> _What to work on_: Which lines of the data below contain the word "logo"? Pull out each of them and copy it.

> _Supplied data_:
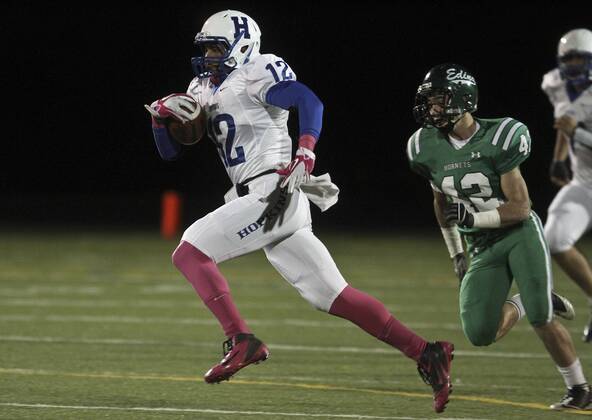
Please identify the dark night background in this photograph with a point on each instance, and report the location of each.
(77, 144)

* * *

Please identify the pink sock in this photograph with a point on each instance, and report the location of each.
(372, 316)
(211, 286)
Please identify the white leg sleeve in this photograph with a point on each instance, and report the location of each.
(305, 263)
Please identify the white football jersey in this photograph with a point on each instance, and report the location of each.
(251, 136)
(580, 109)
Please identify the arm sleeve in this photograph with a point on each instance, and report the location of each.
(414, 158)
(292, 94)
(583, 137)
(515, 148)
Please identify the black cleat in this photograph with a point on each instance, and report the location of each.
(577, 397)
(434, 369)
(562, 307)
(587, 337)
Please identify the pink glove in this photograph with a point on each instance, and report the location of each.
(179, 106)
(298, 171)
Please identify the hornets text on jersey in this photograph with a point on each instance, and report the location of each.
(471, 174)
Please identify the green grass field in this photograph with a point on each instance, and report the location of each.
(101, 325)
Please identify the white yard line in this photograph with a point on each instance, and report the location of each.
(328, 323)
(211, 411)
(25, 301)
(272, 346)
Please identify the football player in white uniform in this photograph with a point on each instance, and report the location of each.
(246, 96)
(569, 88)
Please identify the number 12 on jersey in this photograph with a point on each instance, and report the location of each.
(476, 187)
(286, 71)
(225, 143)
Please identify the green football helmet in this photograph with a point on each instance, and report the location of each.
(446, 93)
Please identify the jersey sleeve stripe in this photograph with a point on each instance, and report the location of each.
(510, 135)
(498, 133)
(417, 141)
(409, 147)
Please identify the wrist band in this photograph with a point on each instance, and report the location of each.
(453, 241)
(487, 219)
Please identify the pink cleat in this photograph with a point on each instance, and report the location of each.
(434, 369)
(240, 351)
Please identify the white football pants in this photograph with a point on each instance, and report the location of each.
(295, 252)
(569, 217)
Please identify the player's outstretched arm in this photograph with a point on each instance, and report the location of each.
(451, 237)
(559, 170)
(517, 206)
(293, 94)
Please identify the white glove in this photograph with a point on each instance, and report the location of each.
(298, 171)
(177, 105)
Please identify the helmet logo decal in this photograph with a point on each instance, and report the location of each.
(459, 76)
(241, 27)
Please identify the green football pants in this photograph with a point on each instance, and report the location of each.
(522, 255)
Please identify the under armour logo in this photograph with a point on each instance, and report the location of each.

> _Solution below_:
Please identify the helmet logo decal in this photograph with a point on each instance, and report the location of each.
Please identify the under armour logo in this photograph with a point on each instance, and report the location of each.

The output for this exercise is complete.